Aim:
Put the lines from the one containing "Expected: one point per instance of the yellow-green" through the end of the lines into a Markdown table with columns named Row and Entry, numbering each row and skipping blank lines.

Data for processing:
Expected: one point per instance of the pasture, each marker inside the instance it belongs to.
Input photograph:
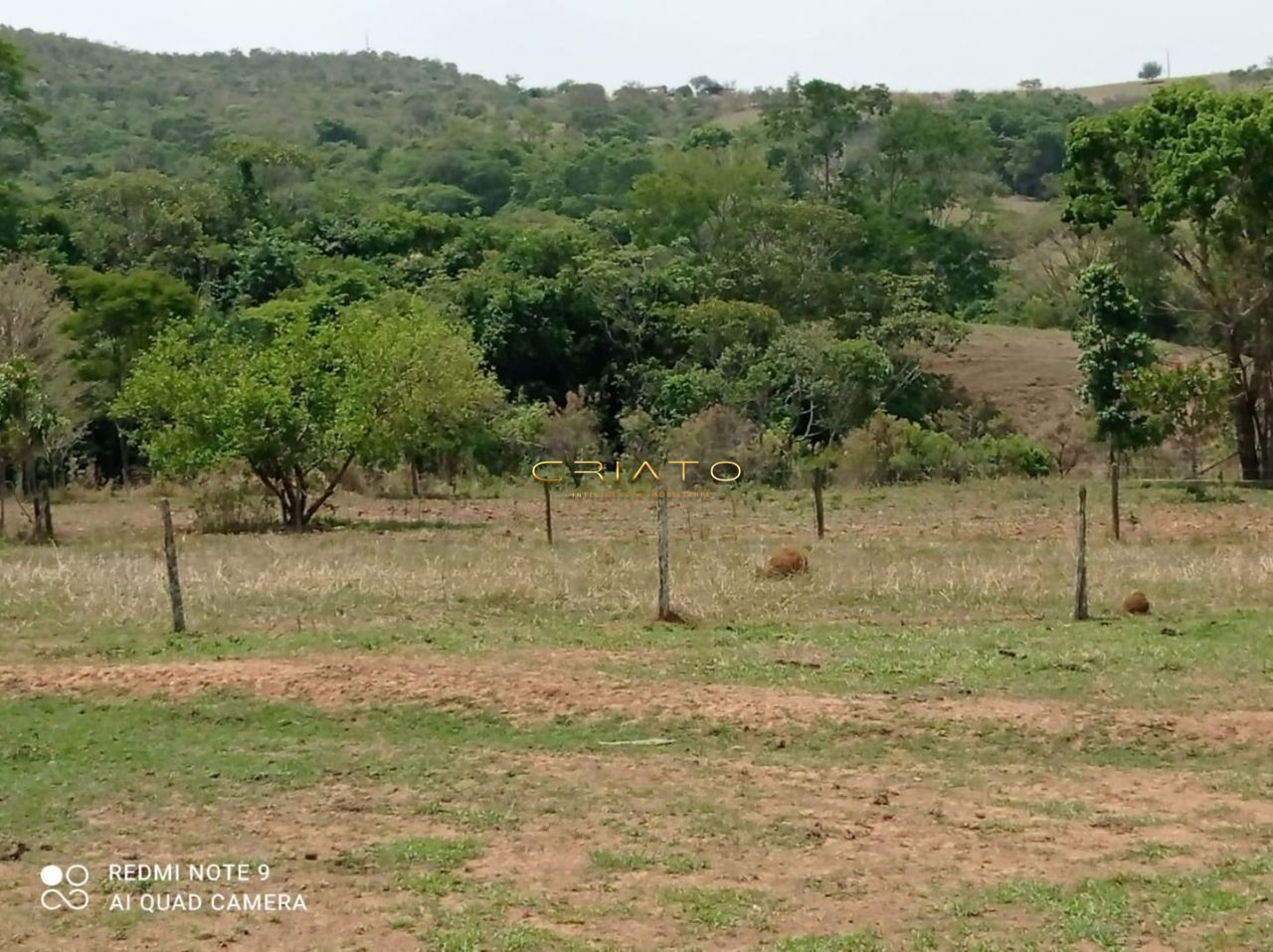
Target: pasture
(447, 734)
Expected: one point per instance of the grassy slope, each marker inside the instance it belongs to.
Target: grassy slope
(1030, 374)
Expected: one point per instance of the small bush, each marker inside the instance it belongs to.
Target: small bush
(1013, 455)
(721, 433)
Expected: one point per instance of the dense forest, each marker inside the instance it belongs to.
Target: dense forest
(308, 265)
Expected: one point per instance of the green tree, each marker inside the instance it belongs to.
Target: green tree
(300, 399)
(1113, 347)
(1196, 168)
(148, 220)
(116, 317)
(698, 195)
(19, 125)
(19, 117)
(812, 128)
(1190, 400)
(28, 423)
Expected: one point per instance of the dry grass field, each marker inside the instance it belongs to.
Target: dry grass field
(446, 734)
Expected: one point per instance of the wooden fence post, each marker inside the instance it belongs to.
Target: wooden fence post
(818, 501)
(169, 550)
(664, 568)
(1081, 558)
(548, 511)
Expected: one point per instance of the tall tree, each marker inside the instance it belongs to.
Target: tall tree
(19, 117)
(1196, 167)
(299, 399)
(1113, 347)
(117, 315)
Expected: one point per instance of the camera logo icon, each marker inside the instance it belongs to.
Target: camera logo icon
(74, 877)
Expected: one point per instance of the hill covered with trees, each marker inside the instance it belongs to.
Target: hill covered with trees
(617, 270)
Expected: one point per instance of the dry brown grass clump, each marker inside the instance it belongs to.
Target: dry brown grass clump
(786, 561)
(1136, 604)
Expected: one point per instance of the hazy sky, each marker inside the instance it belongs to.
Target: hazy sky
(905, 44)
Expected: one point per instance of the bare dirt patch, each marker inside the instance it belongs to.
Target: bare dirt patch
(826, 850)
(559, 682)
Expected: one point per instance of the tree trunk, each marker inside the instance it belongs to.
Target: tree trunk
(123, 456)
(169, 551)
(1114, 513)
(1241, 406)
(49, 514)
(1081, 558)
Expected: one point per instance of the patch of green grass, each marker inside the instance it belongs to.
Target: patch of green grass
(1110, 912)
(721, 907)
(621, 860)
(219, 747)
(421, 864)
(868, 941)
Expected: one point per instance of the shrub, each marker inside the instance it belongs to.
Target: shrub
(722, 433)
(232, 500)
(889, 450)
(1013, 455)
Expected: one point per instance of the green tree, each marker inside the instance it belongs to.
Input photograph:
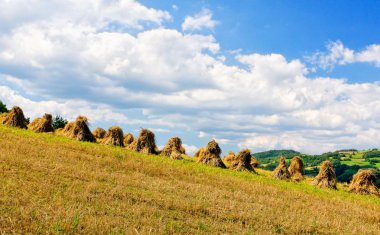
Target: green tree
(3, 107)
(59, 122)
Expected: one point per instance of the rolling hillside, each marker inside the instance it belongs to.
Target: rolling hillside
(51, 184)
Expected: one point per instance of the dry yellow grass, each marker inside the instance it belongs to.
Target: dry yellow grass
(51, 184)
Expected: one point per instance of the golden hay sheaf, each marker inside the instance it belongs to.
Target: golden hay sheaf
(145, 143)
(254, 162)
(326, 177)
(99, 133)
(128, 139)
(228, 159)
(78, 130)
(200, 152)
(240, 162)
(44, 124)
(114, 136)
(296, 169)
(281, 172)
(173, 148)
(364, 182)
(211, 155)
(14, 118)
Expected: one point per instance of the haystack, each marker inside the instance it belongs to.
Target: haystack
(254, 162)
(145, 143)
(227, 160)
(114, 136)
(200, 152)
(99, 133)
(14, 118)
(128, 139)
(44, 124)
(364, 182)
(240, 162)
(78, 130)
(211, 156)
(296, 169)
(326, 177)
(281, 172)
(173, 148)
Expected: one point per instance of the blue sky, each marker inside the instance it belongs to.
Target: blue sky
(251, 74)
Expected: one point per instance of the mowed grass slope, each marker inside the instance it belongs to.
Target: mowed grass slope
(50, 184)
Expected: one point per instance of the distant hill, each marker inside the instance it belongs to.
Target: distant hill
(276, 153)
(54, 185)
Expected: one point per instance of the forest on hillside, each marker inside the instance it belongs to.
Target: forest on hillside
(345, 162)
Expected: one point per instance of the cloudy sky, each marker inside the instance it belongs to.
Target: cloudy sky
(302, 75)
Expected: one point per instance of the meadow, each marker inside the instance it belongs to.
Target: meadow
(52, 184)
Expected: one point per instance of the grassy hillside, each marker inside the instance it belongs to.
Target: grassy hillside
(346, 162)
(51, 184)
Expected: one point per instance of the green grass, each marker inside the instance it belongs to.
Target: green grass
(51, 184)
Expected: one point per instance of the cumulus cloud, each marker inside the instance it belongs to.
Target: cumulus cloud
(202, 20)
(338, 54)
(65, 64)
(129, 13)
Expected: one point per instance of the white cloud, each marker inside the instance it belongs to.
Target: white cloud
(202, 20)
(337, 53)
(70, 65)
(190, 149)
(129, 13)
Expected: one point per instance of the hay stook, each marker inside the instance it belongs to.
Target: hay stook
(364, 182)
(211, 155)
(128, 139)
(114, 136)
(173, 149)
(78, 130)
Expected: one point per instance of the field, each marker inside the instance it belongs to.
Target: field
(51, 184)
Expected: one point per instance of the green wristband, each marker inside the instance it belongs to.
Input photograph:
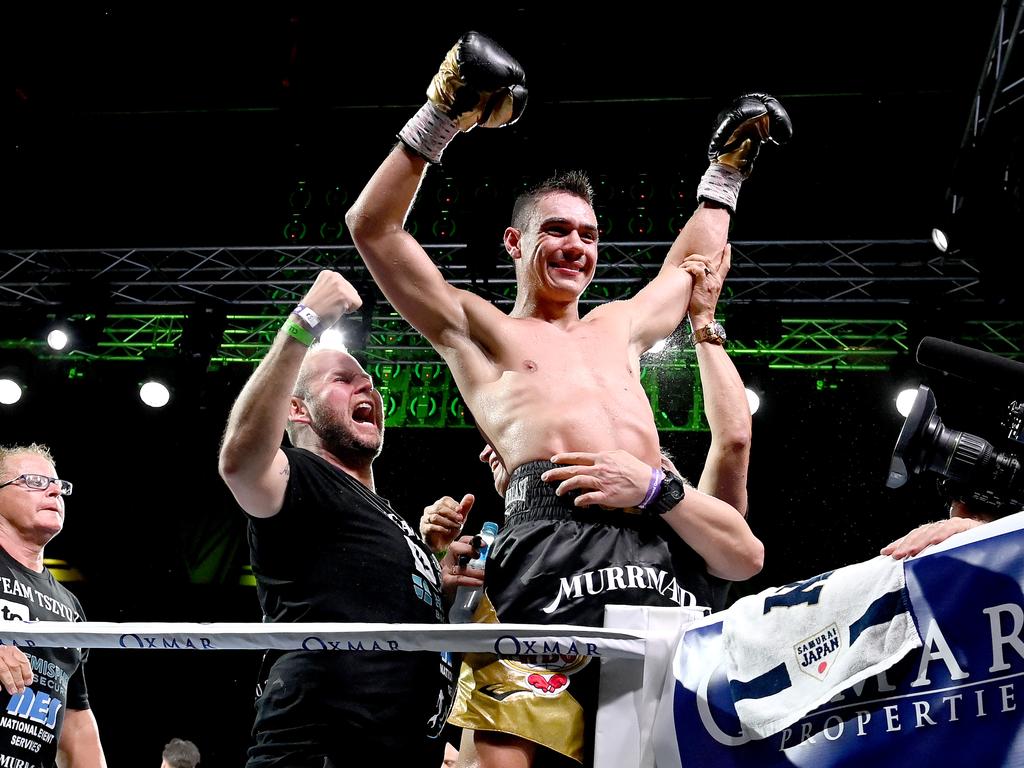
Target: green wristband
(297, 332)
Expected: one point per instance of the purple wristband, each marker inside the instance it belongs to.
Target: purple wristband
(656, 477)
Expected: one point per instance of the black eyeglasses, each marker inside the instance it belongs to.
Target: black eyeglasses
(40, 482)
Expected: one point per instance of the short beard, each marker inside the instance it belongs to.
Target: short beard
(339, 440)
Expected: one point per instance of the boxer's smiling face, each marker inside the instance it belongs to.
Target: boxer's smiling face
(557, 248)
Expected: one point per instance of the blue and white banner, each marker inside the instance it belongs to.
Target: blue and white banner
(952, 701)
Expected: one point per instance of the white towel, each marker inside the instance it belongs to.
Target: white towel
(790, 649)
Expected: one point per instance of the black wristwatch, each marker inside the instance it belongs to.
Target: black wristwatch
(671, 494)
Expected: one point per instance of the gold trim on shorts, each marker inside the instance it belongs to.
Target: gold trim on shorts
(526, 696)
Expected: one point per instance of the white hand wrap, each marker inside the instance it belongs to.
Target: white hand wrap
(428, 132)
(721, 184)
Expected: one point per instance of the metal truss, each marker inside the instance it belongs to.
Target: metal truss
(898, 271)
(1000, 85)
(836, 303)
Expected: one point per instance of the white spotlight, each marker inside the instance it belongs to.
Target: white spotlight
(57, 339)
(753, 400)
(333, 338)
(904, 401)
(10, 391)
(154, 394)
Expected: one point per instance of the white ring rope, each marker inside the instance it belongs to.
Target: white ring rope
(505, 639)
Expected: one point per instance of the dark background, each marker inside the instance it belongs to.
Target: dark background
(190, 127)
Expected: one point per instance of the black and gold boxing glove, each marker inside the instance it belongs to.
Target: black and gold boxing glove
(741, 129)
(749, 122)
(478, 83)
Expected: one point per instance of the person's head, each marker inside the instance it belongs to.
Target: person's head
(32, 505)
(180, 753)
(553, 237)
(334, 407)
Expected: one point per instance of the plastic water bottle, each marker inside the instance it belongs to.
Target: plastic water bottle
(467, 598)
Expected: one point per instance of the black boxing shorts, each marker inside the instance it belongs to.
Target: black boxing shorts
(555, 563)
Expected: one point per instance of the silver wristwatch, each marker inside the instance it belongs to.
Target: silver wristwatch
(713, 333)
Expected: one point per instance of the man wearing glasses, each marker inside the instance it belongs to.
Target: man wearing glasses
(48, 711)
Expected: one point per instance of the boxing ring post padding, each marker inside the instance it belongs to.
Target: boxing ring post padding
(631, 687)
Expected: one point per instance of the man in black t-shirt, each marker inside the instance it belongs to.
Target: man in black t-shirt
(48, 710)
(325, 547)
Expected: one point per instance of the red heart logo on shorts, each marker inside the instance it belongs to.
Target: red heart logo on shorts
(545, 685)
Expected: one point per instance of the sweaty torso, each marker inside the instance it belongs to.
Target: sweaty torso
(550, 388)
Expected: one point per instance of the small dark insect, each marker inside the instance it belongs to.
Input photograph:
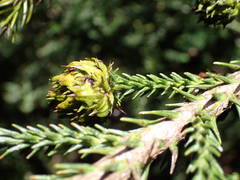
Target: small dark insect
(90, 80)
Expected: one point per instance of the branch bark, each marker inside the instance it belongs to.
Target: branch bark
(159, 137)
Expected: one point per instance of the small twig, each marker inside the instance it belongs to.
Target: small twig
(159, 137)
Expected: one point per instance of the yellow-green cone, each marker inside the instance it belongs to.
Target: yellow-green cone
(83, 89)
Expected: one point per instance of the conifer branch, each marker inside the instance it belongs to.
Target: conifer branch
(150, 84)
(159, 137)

Task response:
| Row | Entry |
|---|---|
| 1 | Expected: one point per instance of the yellow-green cone, each marker inside the instance it belongs to. |
| 2 | Target: yellow-green cone |
| 3 | (83, 89) |
| 4 | Expected: one point per instance of the conifer branch, each marker inside the instance it belongs to. |
| 5 | Target: conifer branch |
| 6 | (150, 84) |
| 7 | (159, 137) |